→ YOUR OBJECTIVE:
Transcribe precisely those lines of the listing that fall between the line containing "windshield, giving x and y for each instance?" and the last line, inclusive of both.

→ Point-based annotation data:
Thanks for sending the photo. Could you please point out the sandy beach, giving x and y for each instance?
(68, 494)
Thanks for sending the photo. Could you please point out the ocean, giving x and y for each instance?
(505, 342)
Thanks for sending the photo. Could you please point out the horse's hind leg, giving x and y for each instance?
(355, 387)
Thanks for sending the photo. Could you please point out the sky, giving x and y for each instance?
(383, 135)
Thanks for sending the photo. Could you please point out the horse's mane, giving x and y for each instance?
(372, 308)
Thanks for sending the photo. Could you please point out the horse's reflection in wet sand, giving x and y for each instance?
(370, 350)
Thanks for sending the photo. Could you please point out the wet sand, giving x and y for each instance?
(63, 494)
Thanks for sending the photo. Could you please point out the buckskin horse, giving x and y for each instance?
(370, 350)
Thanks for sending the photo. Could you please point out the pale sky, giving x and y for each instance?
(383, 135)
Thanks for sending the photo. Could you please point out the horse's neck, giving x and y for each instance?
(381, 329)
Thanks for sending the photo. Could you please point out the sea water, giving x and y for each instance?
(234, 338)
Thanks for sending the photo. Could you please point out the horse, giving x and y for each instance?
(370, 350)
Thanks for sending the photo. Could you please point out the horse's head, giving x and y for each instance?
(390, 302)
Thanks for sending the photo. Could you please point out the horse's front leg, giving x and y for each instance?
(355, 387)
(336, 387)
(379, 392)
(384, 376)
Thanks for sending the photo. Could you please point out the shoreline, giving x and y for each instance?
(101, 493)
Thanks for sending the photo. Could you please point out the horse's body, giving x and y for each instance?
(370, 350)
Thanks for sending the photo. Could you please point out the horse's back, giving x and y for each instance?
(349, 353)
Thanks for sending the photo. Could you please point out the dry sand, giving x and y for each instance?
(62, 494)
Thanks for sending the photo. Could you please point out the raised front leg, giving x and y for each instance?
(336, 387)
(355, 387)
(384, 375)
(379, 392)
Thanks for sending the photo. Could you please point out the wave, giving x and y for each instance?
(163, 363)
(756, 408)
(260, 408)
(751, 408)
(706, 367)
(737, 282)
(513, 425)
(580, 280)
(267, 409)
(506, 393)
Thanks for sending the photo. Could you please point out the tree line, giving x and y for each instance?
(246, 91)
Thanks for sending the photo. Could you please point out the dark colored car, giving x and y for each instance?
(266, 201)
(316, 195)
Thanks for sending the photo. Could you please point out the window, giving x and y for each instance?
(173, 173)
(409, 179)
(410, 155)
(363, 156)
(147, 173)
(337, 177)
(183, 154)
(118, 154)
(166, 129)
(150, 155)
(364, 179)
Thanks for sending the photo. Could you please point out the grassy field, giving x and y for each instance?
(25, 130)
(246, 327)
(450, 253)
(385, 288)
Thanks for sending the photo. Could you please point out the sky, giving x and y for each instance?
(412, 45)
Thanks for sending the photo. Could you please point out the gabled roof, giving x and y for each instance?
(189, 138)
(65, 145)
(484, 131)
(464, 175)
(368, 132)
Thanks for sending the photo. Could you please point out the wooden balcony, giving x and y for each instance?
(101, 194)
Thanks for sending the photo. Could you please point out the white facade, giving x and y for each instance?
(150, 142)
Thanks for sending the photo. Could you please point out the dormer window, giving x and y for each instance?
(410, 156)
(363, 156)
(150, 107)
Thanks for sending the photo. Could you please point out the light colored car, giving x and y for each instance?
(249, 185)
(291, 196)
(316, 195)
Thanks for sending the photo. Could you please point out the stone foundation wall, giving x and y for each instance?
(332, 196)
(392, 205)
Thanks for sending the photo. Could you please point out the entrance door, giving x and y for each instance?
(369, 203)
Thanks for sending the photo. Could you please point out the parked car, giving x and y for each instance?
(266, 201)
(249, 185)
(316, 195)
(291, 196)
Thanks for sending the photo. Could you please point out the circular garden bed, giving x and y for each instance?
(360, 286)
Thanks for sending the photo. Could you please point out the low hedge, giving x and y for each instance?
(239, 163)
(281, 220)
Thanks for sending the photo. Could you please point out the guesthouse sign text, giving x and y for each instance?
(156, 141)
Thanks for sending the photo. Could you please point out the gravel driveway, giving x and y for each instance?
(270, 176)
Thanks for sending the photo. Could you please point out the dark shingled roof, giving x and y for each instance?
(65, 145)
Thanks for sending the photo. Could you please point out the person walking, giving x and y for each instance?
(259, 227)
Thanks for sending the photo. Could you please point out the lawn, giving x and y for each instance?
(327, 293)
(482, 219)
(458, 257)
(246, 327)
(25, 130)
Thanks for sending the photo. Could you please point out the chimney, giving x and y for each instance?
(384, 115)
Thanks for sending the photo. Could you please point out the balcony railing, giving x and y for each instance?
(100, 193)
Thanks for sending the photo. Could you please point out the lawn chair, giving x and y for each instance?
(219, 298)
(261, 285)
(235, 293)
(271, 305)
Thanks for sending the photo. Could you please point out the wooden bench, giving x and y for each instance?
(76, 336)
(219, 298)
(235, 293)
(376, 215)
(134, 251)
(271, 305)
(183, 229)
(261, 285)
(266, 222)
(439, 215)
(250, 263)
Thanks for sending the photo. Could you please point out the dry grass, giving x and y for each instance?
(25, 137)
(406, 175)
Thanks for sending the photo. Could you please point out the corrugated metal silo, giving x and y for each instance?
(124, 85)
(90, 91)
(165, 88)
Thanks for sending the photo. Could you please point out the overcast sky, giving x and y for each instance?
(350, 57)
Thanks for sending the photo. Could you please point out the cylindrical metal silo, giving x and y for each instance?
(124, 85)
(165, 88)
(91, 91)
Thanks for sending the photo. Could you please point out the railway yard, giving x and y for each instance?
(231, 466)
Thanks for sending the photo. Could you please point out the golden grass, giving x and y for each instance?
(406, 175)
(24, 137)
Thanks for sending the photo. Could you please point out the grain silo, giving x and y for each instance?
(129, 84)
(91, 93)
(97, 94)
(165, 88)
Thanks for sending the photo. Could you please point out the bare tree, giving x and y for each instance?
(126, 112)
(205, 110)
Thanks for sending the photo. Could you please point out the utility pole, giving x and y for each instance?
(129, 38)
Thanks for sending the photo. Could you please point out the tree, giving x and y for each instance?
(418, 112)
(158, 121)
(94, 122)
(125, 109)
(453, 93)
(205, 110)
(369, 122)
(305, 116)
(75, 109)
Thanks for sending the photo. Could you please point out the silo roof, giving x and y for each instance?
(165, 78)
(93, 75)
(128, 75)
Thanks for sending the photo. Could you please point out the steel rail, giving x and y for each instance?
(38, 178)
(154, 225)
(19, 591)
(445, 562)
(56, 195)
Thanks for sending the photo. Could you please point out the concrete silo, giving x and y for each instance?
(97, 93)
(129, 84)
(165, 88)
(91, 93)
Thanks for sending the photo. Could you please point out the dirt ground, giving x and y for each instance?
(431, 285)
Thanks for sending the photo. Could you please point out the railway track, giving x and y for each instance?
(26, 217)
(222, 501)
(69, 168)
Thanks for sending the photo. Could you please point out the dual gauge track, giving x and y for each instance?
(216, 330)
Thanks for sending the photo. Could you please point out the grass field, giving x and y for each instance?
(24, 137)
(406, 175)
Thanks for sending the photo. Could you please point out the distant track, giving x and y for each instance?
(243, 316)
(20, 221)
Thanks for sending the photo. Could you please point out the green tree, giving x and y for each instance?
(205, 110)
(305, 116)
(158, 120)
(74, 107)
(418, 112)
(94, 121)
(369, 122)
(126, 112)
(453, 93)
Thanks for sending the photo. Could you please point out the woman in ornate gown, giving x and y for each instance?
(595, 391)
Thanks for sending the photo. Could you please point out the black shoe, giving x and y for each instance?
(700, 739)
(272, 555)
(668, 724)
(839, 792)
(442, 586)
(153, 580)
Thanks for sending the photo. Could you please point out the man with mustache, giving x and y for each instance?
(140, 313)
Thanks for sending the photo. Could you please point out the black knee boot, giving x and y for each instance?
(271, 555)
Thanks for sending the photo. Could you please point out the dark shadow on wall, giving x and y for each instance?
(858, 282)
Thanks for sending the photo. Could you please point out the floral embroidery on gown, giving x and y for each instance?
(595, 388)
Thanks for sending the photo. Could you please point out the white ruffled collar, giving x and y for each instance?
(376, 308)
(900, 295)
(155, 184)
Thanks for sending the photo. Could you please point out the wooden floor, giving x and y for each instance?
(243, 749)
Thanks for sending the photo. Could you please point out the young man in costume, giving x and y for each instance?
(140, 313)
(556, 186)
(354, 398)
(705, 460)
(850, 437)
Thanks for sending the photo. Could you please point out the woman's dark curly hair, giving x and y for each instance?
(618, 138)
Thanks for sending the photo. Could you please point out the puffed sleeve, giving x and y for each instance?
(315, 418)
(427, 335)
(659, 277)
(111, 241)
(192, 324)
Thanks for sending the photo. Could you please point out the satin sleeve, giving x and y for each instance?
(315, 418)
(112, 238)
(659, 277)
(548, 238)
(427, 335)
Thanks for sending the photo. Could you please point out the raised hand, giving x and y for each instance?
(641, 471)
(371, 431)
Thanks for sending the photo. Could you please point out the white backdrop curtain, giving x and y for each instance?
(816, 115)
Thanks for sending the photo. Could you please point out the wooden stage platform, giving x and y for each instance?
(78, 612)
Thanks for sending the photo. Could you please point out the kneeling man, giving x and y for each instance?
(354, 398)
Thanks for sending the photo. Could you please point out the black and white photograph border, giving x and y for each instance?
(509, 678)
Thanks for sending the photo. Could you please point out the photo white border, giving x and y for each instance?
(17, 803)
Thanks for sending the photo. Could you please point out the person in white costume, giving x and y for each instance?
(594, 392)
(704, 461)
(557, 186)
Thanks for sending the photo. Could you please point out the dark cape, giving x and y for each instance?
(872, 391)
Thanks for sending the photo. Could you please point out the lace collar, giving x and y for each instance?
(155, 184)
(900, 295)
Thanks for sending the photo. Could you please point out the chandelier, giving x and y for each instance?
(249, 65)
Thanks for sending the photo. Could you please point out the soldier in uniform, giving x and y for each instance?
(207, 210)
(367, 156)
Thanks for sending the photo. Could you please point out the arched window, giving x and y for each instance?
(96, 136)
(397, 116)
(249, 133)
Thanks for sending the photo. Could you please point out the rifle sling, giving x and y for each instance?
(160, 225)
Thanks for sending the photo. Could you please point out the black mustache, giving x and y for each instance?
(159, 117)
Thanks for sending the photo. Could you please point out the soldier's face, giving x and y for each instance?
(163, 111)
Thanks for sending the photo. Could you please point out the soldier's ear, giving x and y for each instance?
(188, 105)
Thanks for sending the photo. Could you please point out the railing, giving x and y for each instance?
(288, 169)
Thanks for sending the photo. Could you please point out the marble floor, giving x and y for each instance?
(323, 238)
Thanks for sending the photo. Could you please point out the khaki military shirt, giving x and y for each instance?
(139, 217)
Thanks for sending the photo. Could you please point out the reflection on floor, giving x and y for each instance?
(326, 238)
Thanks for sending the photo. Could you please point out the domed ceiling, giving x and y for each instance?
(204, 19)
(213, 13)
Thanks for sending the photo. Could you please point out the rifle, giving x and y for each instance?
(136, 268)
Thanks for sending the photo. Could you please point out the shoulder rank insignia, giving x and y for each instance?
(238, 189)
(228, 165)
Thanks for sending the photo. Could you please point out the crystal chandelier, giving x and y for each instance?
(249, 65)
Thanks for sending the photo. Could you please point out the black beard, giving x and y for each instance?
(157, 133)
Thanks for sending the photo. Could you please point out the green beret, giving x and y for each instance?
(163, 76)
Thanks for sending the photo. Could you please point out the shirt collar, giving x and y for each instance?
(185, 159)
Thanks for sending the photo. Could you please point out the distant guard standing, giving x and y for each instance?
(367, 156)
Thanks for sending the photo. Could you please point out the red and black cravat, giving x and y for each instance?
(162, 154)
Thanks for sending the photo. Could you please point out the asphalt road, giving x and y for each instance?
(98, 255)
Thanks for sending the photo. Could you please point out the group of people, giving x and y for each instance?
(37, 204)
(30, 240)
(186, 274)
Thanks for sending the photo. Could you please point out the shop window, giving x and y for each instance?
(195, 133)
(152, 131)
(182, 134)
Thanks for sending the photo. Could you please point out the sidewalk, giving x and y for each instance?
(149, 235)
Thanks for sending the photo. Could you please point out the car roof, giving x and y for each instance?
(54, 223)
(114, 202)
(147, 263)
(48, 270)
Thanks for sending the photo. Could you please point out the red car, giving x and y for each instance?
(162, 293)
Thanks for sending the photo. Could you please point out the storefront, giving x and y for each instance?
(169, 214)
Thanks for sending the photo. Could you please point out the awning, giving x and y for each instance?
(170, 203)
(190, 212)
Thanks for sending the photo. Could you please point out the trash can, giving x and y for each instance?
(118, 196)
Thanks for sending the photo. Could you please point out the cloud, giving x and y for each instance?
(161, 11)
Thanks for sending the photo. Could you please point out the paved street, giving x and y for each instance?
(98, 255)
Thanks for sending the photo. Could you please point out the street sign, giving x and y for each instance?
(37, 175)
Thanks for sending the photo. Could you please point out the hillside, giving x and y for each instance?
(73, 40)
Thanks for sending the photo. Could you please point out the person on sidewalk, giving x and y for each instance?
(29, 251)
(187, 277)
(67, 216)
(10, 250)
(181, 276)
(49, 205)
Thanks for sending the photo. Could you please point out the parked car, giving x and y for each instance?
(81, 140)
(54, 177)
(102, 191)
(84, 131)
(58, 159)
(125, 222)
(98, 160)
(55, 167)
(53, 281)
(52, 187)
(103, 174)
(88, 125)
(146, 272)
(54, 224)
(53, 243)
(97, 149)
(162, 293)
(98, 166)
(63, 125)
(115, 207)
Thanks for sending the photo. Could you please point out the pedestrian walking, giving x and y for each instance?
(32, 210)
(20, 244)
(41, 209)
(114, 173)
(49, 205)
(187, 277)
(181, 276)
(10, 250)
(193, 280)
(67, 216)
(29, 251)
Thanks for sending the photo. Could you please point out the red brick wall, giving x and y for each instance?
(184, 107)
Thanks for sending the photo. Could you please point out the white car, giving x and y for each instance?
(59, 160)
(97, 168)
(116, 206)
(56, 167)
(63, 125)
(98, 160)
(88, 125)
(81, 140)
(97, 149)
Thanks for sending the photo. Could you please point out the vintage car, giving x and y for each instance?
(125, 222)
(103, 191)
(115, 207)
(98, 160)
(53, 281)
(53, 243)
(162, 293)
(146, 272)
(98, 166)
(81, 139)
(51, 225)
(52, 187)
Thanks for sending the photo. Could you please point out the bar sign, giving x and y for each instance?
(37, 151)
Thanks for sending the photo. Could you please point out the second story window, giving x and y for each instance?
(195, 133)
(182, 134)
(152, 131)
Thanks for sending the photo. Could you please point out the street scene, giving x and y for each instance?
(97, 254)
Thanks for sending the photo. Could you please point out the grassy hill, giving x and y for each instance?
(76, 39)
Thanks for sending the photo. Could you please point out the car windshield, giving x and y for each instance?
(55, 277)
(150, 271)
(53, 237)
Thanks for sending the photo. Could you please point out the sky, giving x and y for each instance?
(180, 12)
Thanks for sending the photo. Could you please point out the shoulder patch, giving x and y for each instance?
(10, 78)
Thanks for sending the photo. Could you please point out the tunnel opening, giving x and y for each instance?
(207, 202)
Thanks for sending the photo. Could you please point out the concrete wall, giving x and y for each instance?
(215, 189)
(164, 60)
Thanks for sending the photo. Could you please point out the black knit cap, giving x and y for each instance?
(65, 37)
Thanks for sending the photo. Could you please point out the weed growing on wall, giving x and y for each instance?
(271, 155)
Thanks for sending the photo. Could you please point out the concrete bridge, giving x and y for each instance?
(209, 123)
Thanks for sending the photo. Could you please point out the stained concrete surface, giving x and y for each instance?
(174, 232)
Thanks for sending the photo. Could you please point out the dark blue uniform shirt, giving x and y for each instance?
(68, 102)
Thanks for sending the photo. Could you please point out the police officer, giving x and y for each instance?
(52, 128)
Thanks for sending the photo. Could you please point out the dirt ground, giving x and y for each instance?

→ SOLUTION TO THIS EXERCISE:
Thanks for sending the photo. Could you please point out the car windshield, giving x and y for each instance?
(55, 277)
(150, 271)
(53, 237)
Thanks for sending the photo. Could you please point out the sky, giving x and y for each instance?
(180, 12)
Thanks for sending the photo. Could you please point out the shoulder patch, giving x and y for each instance?
(10, 78)
Thanks for sending the photo. Could you please point out the tunnel opening, giving x and y for each instance?
(207, 202)
Thanks for sending the photo. Could you please point out the concrete wall, giving x and y for each instance?
(215, 189)
(164, 60)
Thanks for sending the photo. Could you please point out the black knit cap, giving x and y for each instance?
(65, 37)
Thanks for sending the photo. Could you please point out the weed growing on wall, giving x and y for each instance?
(271, 155)
Thanks for sending the photo. Could you please point out the concrete bridge, giving x and y for each instance?
(209, 123)
Thanks for sending the photo. Could you please point out the stained concrete surface, giving x and y for each instance?
(174, 232)
Thanks for sending the photo. Could you please point out the dark blue uniform shirt, giving x and y for each instance?
(68, 102)
Thanks for sending the photo. Could you please point out the police officer, giving x and y for each instance?
(52, 128)
Thanks for sending the photo. Could you please point out the dirt ground, giving x and y for each instance?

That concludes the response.